■ **ПРЕДЛОЖЕННЫЙ ОТРЫВОК**:
——

А Гебель с жандармским офицером Лангом, узнав в Пологах, что Муравьев взял направление на Фастов, поскакал вслед за ним. Не зная, что тот, за которым он гонится, тоже находится в Трилесах, он остановился в этой деревне, чтобы дать корму лошадям и немного погреться — ночь была очень холодная. Из корчмы, в сопровождении Ланга и жандармского унтер-офицера, он пошел к своему подчиненному, поручику Кузмину, узнать не слыхал ли тот чего-нибудь о Муравьеве. В окнах квартиры Кузмина не было огня. Он зажег свет и вошел.
Было уже четыре часа утра. Сергей Муравьев стоял посреди комнаты, одетый. В комнате рядом на кровати спал его брат. Гебель быстро вышел, поставил бывшего с ним унтера у дверей дома, послал за караулом и потом вернулся. Муравьевы спокойно приняли его слова, что они арестованы. Матвей стал одеваться, потом, одетый, снова лег на кровать. Гебель заказал самовар и мирно сел пить чай с Сергеем. От денщика поручика Кузмина он узнал, что Бестужев, приказ об аресте которого он получил, уже выехав из Василькова, должен быть тоже к утру в Трилесах. Гебель был весел: все птички, наконец, попались.
Он не знал, что Муравьев потому так спокоен, что ждет, что его скоро выручат: он еще утром послал записку к Кузмину в Васильков: «Анастасий Дмитриевич! — писал он, — приехал в Трилесы и остановился на вашей квартире. Приезжайте». Он звал также своих офицеров «Славян» Щепиллу и барона Соловьева. В это время все трое, захватив еще с собою Сухинова (его не любил Муравьев и, может быть, потому не вызвал тоже к себе), были на пути в Трилесы. Боясь, что Гебель уже арестовал Муравьева и неизвестно по какой дороге повезет его, они разделились на группы: Соловьев и Сухинов поехали большой дорогой, а Кузмин и Щепилло проселком.

——

■ **ИСХОДНЫЕ МАТЕРИАЛЫ**:

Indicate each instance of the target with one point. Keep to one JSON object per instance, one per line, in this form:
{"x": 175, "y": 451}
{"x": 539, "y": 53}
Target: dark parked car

——

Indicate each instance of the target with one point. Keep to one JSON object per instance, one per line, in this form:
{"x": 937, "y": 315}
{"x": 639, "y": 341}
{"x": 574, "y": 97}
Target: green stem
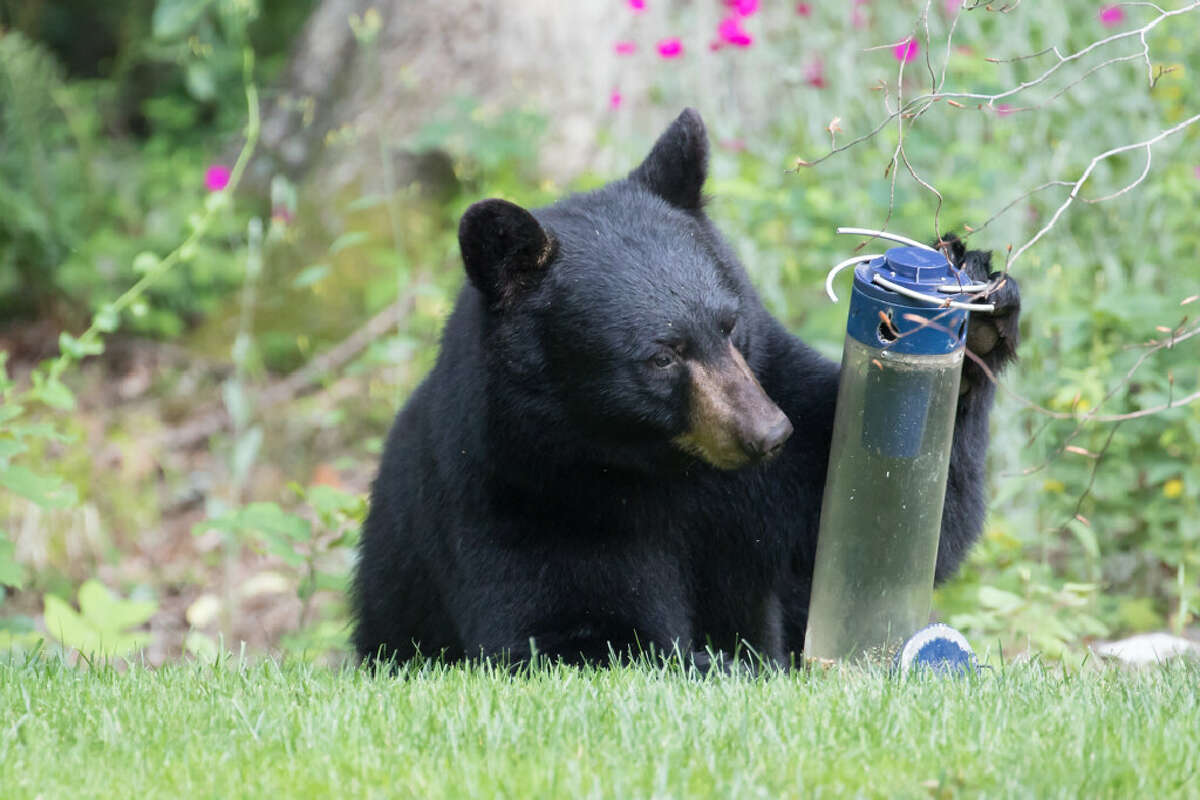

——

■ **ЗАДАНИЯ**:
1 - Который был час, когда Гебель вошел в квартиру Кузмина, согласно отрывку?
2 - Перепишите из отрывка без изменений фрагмент, начиная со слов «А Гебель с жандармским» и заканчивая словами «свет и вошел.» включительно.
3 - Объясните в одном–трех предложениях, почему, согласно отрывку, Кузмин, Щепилло, Соловьев и Сухинов разделились на группы по дороге в Трилесы.

■ **ОТВЕТЫ**:
1 - Было уже четыре часа утра.

2 -
А Гебель с жандармским офицером Лангом, узнав в Пологах, что Муравьев взял направление на Фастов, поскакал вслед за ним. Не зная, что тот, за которым он гонится, тоже находится в Трилесах, он остановился в этой деревне, чтобы дать корму лошадям и немного погреться — ночь была очень холодная. Из корчмы, в сопровождении Ланга и жандармского унтер-офицера, он пошел к своему подчиненному, поручику Кузмину, узнать не слыхал ли тот чего-нибудь о Муравьеве. В окнах квартиры Кузмина не было огня. Он зажег свет и вошел.

3 - Они боялись, что Гебель уже арестовал Муравьева и неизвестно, по какой дороге его повезет. Поэтому Соловьев и Сухинов поехали большой дорогой, а Кузмин и Щепилло проселком.